In the passage below about a cricket commentator's final broadcast, whose name comes last in the words he closed with?

-- Begin TEXT SEGMENT --

There is no doubt that by the time he decided to quit in 1980 he had fallen out of love with some aspects of the modern game. He never rammed the old days down your throat, but, although he understood the players’ perspective over the Packer affair that split the game, he longed for gentler, less materialistic times. He loved the way I approached cricket, for instance, which was to try to win, while having fun as well, and he feared that as time progressed the fun simply would not survive.
He took his leave from his devoted listeners in typically undemonstrative fashion. Declining the offer from Test Match Special producer, Peter Baxter, to do the final stint of the Centenary Test between England and Australia at Lord’s in 1980, he stuck to the rota he had adhered to for donkey’s years and finished with: ‘… and after a few words from Trevor Bailey, it will be Christopher Martin-Jenkins.’ And when the man on the public-address system announced to the crowd that John had made his final broadcast for Test Match Special, he missed the applause led by the players on the field because he was at the back of the commentary box being interviewed for the PM programme.
After I bought a place on his home Channel Island of Alderney, our chats were just as regular and, health permitting, sometimes just as animated.
‘Come to the house, Ian,’ he would telephone me, ‘and bring your thirst with you.’ We often disagreed violently on various issues – his politics were as far removed from mine as it is possible to be – but however harrowing the experience was of seeing him fighting to get his words out, they were always, always worth the wait.

-- End TEXT SEGMENT --
-- Begin DATA SHOWN --

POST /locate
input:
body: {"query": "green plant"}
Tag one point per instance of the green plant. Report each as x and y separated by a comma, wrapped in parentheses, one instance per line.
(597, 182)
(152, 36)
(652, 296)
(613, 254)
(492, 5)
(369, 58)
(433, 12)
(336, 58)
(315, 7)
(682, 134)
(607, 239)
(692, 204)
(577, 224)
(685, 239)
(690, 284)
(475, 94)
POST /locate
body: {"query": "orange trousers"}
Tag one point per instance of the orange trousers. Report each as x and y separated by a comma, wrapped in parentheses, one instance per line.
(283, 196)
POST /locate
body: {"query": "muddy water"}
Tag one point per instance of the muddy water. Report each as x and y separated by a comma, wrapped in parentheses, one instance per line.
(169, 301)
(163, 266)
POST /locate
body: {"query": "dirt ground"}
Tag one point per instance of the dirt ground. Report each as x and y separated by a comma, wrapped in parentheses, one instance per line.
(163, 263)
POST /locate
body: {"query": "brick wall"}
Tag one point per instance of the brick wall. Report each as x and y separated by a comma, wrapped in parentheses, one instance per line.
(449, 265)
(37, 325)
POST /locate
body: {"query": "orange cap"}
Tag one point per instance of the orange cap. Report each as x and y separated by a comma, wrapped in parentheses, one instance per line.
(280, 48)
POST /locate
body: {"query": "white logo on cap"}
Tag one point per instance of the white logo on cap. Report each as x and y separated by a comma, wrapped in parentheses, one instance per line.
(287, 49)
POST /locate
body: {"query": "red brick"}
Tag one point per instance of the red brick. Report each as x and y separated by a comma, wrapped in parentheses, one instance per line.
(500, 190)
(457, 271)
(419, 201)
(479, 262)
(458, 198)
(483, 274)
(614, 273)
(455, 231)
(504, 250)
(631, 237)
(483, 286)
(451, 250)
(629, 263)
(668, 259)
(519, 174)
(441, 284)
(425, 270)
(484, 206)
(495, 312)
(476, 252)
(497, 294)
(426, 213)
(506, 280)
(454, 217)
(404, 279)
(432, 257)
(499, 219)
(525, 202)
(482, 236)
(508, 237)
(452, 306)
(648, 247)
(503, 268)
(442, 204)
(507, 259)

-- End DATA SHOWN --

=== RIGHT ANSWER ===
Christopher Martin-Jenkins